**Selected extract:**

▬▬▬▬▬▬▬▬▬▬

Thursday, December 27, 2012

Why Les Miserables Matters

Les Miserables is about belief, faith, and conversion.  It is about moments of Crisis that test us and try us.
Do you live what you profess?  What would it take to change your mind?  Can people change?  What is worth living for?  What is worth dying for?

These are the themes of Les Miserables.  Each main character must face a moment when their view on life, their professed reason for happiness, is challenged.

THE BISHOP:
The story begins with an old Bishop.  He gives up the large church to make it a hospital, and moves his alter and house into the old small hospital.  He helps the poor, the needy, and never keeps anything nice or expensive for himself, except a nice set of silver dinnerware. 
Along comes a poor convict – fresh out of prison.  The Bishop gives the man dinner on his silver, lets him sleep on a feather bed, and calls him “brother.”
The convict steals all the silverware from the cupboard.  He runs away in the night and is caught by the gendarmes and brought back to the Bishop. 

The bishop has always professed to be a forgiving man of God.  He lives a poor simple life, but has somehow kept this silver all along.  Will he still be forgiving to a man that betrayed his trust and mocked his hospitality?  Will he still keep his little guilty pleasure – the silver, or will he give it up, and forgive the convict?  Where does his happiness lie?  Is it in Justice or Mercy?

THE MOTHER:
She falls in love.  She is in the prime of her youth and can’t imagine a better life.  Then her wealthy boyfriend abandons her one day and she is left alone, pregnant, with no employment.  She passes a woman on the street who had two daughters of her own.  Those two little girls look happy and content.  Her daughter could possibly have a better life living with them for a time.  Will the mother give up her daughter to grant her the chance at a better life?
The mother attains work, but is eventually cast out because she has a child and no husband.  She can’t find any good work and must decide between her pride and dignity, and supporting her daughter financially.  Will she sell her locket, her hair, her teeth, her virtue?  What can she sacrifice for the love of her daughter?  Where does her happiness lie?  Is it in her own life, or her daughters?

THE REVOLUTIONARY:
His father left when he was young, and never returned.  His Grandfather is rich and wants to dictate how his grandson lives his life.  Will this young man live a rich privileged life that he is entitled to?  While he live poor?  When he finds out his father was a good honest man, will he follow his footsteps?

▬▬▬▬▬▬▬▬▬▬

Segmentation mask data

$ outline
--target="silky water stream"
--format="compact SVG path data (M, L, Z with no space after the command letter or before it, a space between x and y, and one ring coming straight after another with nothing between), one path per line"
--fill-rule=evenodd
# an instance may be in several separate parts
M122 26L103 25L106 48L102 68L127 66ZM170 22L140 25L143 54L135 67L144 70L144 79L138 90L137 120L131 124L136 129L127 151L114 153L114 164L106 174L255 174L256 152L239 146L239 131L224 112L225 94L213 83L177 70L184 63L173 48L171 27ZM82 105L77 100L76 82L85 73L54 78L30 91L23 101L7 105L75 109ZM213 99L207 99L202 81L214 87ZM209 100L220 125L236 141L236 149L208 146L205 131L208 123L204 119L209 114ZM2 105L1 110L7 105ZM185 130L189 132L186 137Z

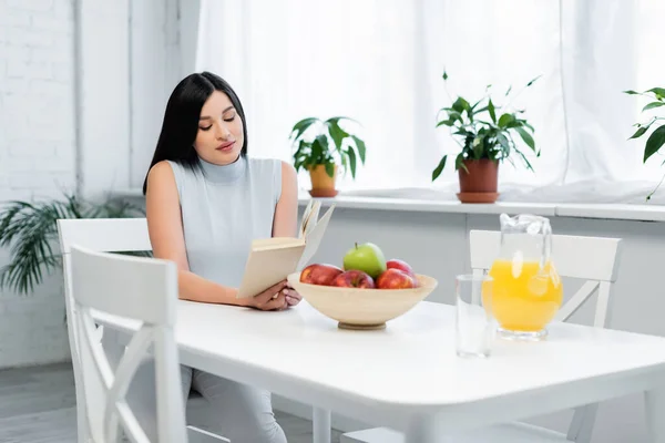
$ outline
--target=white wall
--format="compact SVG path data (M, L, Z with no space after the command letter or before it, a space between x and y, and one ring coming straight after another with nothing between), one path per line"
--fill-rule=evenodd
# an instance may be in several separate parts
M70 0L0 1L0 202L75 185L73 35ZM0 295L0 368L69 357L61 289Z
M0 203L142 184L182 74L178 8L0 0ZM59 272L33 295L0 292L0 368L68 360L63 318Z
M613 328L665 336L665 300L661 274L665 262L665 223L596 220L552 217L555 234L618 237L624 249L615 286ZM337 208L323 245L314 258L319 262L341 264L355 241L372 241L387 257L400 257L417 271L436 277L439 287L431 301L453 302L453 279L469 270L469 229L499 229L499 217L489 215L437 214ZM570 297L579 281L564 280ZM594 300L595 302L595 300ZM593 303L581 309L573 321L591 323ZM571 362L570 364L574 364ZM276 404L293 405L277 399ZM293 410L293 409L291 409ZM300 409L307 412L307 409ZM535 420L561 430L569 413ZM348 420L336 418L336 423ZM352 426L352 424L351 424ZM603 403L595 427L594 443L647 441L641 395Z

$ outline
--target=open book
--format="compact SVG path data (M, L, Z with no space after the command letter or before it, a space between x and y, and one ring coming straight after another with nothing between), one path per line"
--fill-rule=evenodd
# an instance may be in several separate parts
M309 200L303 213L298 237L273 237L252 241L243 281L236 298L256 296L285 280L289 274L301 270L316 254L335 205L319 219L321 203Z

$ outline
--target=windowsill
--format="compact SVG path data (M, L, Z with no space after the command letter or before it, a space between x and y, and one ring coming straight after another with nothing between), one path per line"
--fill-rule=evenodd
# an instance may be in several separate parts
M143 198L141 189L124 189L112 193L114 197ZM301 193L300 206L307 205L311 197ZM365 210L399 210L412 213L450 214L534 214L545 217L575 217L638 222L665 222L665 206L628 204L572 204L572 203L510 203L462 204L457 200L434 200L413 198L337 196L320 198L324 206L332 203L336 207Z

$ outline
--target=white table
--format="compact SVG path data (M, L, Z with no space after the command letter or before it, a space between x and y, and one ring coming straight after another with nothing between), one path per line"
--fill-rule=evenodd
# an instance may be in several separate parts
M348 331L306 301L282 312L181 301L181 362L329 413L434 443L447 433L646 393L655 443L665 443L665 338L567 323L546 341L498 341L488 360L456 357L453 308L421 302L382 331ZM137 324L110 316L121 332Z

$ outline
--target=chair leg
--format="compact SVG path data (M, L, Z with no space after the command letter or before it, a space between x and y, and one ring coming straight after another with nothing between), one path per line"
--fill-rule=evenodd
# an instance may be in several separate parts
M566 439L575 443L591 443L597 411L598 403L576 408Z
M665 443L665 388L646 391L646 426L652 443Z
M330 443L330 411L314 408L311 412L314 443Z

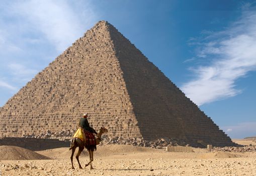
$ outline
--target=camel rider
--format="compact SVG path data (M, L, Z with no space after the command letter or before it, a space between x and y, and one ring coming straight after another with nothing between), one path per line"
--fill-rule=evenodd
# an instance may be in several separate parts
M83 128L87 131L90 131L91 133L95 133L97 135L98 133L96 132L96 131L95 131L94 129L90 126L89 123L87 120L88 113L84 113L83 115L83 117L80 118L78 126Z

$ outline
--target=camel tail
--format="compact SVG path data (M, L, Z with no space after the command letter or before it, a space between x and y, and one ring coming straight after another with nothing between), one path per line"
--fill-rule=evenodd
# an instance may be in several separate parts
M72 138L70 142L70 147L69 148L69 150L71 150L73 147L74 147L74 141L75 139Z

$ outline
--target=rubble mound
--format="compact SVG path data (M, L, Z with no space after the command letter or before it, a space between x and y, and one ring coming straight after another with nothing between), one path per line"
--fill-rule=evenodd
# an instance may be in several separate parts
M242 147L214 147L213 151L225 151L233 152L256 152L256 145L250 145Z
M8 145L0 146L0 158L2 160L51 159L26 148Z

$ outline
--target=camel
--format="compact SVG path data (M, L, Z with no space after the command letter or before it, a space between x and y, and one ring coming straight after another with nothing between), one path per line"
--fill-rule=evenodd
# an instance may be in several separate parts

▬▬▬▬▬▬▬▬▬▬

**Required work:**
(a) Return the stretch of the Les Miserables post from "Les Miserables is" through "happiness, is challenged.", copied word for word.
(b) Please write the next part of the Les Miserables post, picking up after its final sentence.

**Answer list:**
(a)
Les Miserables is about belief, faith, and conversion.  It is about moments of Crisis that test us and try us.
Do you live what you profess?  What would it take to change your mind?  Can people change?  What is worth living for?  What is worth dying for?

These are the themes of Les Miserables.  Each main character must face a moment when their view on life, their professed reason for happiness, is challenged.

(b)
The revolutionary believes in the people of France.  He believes in the cause of freedom.  His life is dedicated to the revolution.  Then he falls in love - completely and absolutely head-over-heels in love.  His love is leaving, going away to England forever.  Will he follow her and find happiness in a life of love and happiness?  Will he stay and fight at the barricades in the cause of freedom?

The revolutionary knows his father’s life was saved by a man named Thernardier.  He swears to his father to help this “Thernardier” if they ever meet.  He swears to help him anyway he can.  When they do meet, Thernardier is a the worst and most vile of men.  The revolutionary watches as his girlfriend and her father are threatened, kidnapped, and held hostage by Thernardier.
Should the Revolutionary save his girlfriend, or the man he swore to serve and protect?  Is his happiness in love, or in honor?

THE OTHER WOMAN:
(this story line is only in the musical, not in the book)
She loves a young man.  He is handsome; he is brave; he is rich but lives like he’s poor.; and… he is in love with someone else. 

She would be his at any moment if he asked, but he sees them as “just friends.”  He asks her to help him court his love.  He asks her to find her, find her address, take him to her, deliver her love notes.
Where does the happiness of ”the other woman” lie?  Is it in being with him, or in making him happy by helping him be with another?

When he breaks her heart over and over again, should she still defend and help him?  When his life is in danger, will she sacrifice her life for his, even though he is in love with someone else?

THE INSPECTOR:
Life is just.  You reap what you sow.  There are no hand-outs.  There are no gray areas.  There is hard work and honest living, and that’s the way to be happy. 
He is just in all things.  He gives people exactly what is required by law.  He has no need to pass judgment because that is for God and the courts.  He enforces.

Men are good, or men are bad.  They choose, and they keep their course.  He has seen it time and time again. 
When Javert wrongly accuses a man, he asks for demotion and reprimand.  He asks that justice be meted out on him as it is on everyone else.

What does he do when a convict, a man who broke his parole and is on the lam, appears to be good? The man helps others and lives a seemingly honest life.   How can this be?
When a man he has hunted, chased, and found has a chance to kill the inspector, the convict instead lets him live.  He lets him go.

When the convict should be running for his life, he stops to help an injured young man, to carry him to safety.
The convict never asks for help for himself, only to be allowed to help others.  He needs an hour, a day, a short time to finish helping someone else, then he’ll turn himself in.  Can he be believed?

The Inspector must decide: Is happiness found in never breaking a single rule?  Is it found in justice?  Is there room for mercy, and if so, how can he reconcile that in his mind? 

THE CONVICT:
He is the main character of the story.  He has many of these moments of Crisis.  When he is shown kindness and love, will he steal and be who he has become in Prison?  Will he steal the silver from the Bishop?
When he is forgiven and given a new lease on life – will he change, will he become a better man?

When another man is accused in his place.  When the convict could have someone else jailed in his place, will he let it happen and live a free man, or will he confess to save this stranger from a lifetime in Prison?
When the convict sees a prostitute being abused and mis-accused, while he stand up for her? 

When he is asked to care for a little child, what will he do for her? 
When she grows up and has become all he cares about in the world, can he let her go when it is her time to move on, marry, and live her own life?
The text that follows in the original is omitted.